◆ Instructions for the task
Reproduce the complete set of records, exactly as they appear.

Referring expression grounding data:
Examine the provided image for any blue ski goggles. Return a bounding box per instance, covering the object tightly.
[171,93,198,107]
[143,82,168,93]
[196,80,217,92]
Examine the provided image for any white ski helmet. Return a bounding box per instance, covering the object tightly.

◆ Answer section
Examine the provided image for any blue ski goggles. Return a bounding box per instance, covering the object tightly.
[171,93,198,107]
[143,82,168,93]
[196,80,217,92]
Examine the provided image for any white ski helmet. Return a bounding box per instance, covering the object tightly.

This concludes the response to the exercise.